» **Task list**:
- a) In the text about Anna's drawn dreamworld, what does her father hold in his hand as he approaches?
- b) Extend the text about Anna's drawn dreamworld, picking up after its final line.
Provided passage START
The house that Anna built.

In trying to make some improvements to her dreamscape, she runs into trouble. Inspired by a photo she took of her (alcoholic and absent) father, she draws him into the picture as a means of inserting him into her dreams. But she has second thoughts; she’s worried she drew him to look like a madman. In a fit of anger and frustration, she crosses out his face – or, rather, his eyes – crosses out the boy’s window, crumples up the sheet of paper and tosses it in the trash bin. When she finally revisits her dreamworld – after a harrowing rescue from the garbage collectors – she finds it darker, visibly marred by her black markings. Her dream has become a nightmare. Her father approaches from the horizon, but as she drew him: deranged and blind. He holds a hammer in his hand and calls out to her, while she rushes to bar the door – which she never drew to have a lock. The radio on the wall – too large, like so many objects she drew to populate the house and provide comfort to Marc – glows like a jack-o’-lantern, and squeals out some unearthly, mumbling voice. Candles arranged on the floor, filling the room, suddenly extinguish, and a black shape stands in the darkness, a man without eyes.

The simulacrum of Anna's father (Ben Cross) carries her through the burning landscape.
Provided passage END
Source information START
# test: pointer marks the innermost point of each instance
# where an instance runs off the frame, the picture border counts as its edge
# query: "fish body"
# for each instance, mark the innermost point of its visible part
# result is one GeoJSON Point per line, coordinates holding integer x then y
Source information END
» **Results of the exercise**:
- a) A hammer.

- b)
It’s in moments like these that Paperhouse resembles a horror film – like a more inventive offshoot of the Nightmare on Elm Street series – and, however briefly, it works as a terrifically effective one. Rose worked for years with Jim Henson, and served as a production assistant on The Dark Crystal (1982). This, coupled with his experience creating videos for artists such as Roger Waters (contributing, with Nicolas Roeg and Gerald Scarfe, to his Pros and Cons of Hitch-Hiking live show), has given him a great sense of imaginative, evocative visual design that comes to the fore when the film suddenly kicks into thriller mode. But there’s more to Paperhouse, which escapes any genre pigeonholing. Specifically, there’s about twenty minutes more after the film’s climax, because Rose and screenwriter Matthew Jacobs, adapting Catherine Storr’s 1958 novel Marianne Dreams, know that you’re invested enough in Anna and Marc to want to know what happens to them. The extra celluloid is earned, because it follows through on the emotional arc of the story, bringing all the players – even her father, whose flaws inspired the nightmare doppelganger – to a cathartic conclusion that’s as messy and bittersweet as real life, without negating the story’s investment in the fantastic. (This is a movie that takes place in dreams, but it doesn’t settle for an it’s-all-a-dream ending.) Rose has continued directing films, but with a much lower profile following his justly-revered Candyman (1992), which remains the best film to be associated with Clive Barker’s name, and his Ken Russell-inspired Beethoven biopic, Immortal Beloved (1994). (Rose is a fan of Russell’s, and, just as in Russell’s films, classical music plays an important role in Paperhouse.) Paperhouse is available on DVD in the U.K. in a bare-bones release from Lionsgate (at least it’s anamorphic). A U.S. release of any kind would be welcome, and is certainly overdue.